- **Stated problem a**
In the analysis below, which character is the only one who truly grieves Haan's death?

- **Document passage**
* * *

Turton uses elements of the mystery genre to explore the relationship between good and evil. He uses the technique of misdirection to give the impression that some characters—Sammy and Sara for example—are unambiguously good, while others—like Haan—are unambiguously evil. He then subverts these expectations by revealing the characters’ secret ambitions and plans. As a result, he presents the relationship between good and evil as a blurred line—with elements of both found within all characters. This pattern of characterization suggests that good and evil are not innate or objective qualities—rather, external factors like wealth, power, and desire have the tendency to corrupt people, causing them to commit acts that, even if seen as “good” from their perspective, contain elements of “evil” from the view of others.


One character who demonstrates this dichotomy is Jan Haan. In his first introduction in the story, Turton writes that “Thirteen years ago, he had purchased the village that had stood here on behalf of the United East India Company. No sooner had the natives signed the contract than he’d put a torch to it, using its ashes to plot out the roads, canals, and buildings of the city that would take its place” (3). As such, he becomes the embodiment of the evil that the United East India Company represents in its pursuit of profit above all else. He abuses Sara physically and emotionally, and he even admits he married her with the intention of treating her cruelly to punish her family. However, as the reader learns of Haan’s relationship with Arent, it is clear that Haan was not always evil. He saved Arent from his mother and raised him, even giving him money and a position in the military to help him succeed. By examining the reactions to Haan’s death from his family and Arent, the two parts of Haan become clear. His wife does not even mourn his loss, realizing quickly that she feels only “pity” for his wasted life. Only Arent truly grieves Haan’s death. Even though Haan “turned his back on the ideals he’d espoused to Arent as a boy, […] he’d loved him. And that love endured. Whether it was earned, or worthy, or right, it sat at the heart of him, and, try as he might, he couldn’t dislodge it” (399). These dueling feelings within Arent exemplify the way that both good and evil exist within Haan, even if he is clearly evil on the surface.

* * *

(Collected data)
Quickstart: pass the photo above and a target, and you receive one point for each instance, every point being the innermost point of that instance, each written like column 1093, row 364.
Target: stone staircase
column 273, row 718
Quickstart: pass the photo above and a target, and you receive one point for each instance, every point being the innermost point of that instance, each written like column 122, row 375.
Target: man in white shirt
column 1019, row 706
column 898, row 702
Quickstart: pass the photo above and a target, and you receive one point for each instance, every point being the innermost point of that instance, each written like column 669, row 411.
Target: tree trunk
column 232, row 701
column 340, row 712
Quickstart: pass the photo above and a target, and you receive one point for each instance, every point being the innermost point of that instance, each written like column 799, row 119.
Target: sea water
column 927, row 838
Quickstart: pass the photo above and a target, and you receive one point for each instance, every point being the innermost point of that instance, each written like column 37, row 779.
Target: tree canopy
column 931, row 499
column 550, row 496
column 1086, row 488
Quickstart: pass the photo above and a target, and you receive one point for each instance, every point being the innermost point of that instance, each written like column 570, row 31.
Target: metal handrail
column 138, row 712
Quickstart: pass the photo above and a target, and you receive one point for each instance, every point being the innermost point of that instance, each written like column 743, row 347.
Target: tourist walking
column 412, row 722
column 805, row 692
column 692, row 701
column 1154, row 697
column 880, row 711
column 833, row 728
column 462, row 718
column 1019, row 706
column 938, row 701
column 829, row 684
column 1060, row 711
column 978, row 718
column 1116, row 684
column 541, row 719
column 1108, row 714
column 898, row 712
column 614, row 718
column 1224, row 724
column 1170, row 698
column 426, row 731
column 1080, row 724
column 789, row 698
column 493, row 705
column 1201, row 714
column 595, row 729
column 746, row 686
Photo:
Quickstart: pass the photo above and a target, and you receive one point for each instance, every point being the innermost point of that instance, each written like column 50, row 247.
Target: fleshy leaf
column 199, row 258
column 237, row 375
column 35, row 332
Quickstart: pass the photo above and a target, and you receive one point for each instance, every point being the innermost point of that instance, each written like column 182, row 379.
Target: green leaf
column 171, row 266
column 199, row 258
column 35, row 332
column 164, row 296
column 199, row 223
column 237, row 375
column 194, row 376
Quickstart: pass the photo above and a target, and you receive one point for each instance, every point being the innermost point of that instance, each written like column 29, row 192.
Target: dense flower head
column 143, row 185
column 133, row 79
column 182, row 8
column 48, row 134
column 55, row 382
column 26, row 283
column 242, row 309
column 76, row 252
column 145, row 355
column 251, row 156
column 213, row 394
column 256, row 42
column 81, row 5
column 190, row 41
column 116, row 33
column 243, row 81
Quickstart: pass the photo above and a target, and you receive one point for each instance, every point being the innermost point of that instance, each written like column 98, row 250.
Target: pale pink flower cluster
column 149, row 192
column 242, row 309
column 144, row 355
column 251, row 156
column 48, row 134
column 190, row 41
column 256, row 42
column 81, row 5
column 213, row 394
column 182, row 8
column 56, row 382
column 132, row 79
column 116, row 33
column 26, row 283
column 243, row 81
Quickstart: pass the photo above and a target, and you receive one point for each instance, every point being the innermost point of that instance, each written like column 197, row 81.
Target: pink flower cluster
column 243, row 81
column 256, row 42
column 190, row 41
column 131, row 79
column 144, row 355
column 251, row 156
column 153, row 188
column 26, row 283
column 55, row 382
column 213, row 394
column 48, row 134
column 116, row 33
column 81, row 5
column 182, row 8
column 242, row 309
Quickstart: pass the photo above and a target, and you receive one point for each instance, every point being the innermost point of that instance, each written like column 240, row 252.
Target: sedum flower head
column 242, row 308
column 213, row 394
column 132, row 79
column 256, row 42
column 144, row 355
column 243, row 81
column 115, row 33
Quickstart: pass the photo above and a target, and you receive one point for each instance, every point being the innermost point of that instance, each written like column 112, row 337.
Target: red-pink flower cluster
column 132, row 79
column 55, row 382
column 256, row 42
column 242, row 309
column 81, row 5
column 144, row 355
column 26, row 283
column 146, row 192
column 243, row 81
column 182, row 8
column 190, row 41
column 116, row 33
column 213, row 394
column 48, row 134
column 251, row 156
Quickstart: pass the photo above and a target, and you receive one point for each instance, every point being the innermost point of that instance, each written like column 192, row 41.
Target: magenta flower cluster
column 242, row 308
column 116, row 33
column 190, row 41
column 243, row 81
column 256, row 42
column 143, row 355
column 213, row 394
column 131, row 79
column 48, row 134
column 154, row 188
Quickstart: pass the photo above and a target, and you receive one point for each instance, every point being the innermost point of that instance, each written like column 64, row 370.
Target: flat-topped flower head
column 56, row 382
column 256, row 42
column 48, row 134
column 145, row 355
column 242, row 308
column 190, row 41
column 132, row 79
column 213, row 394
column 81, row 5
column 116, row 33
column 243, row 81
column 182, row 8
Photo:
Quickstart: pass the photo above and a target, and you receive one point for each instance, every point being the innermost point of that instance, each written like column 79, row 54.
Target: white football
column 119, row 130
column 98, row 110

* * *

- **Stated problem b**
In the entries, please switch "tourist walking" to "person walking" from the line with "743, row 347." up to and including the line with "column 1224, row 724", and leave everything else unchanged. Return only those lines.

- **Right answer a**
Arent

- **Right answer b**
Quickstart: pass the photo above and a target, and you receive one point for each instance, every point being the innermost point of that instance, each written like column 743, row 347.
Target: person walking
column 412, row 722
column 805, row 692
column 692, row 701
column 1154, row 697
column 880, row 711
column 833, row 728
column 462, row 718
column 1019, row 706
column 938, row 701
column 829, row 684
column 1060, row 711
column 978, row 718
column 1116, row 684
column 541, row 719
column 1108, row 714
column 898, row 712
column 614, row 718
column 1224, row 724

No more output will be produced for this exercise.